▸ What is asked
Please output all of the records below as a Markdown table with the columns Row and Line. Number each row and leave out blank lines.

(Data lines)
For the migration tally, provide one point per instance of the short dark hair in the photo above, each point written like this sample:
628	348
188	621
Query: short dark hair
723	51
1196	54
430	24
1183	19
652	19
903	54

▸ Task response
| Row | Line |
|---|---|
| 1 | For the migration tally, provide one point per instance of the short dark hair in the photo above, each point written like this sample: |
| 2 | 628	348 |
| 3 | 188	621 |
| 4 | Query: short dark hair |
| 5 | 723	51 |
| 6 | 1196	54 |
| 7 | 430	24 |
| 8 | 1183	19 |
| 9 | 652	19 |
| 10 | 903	54 |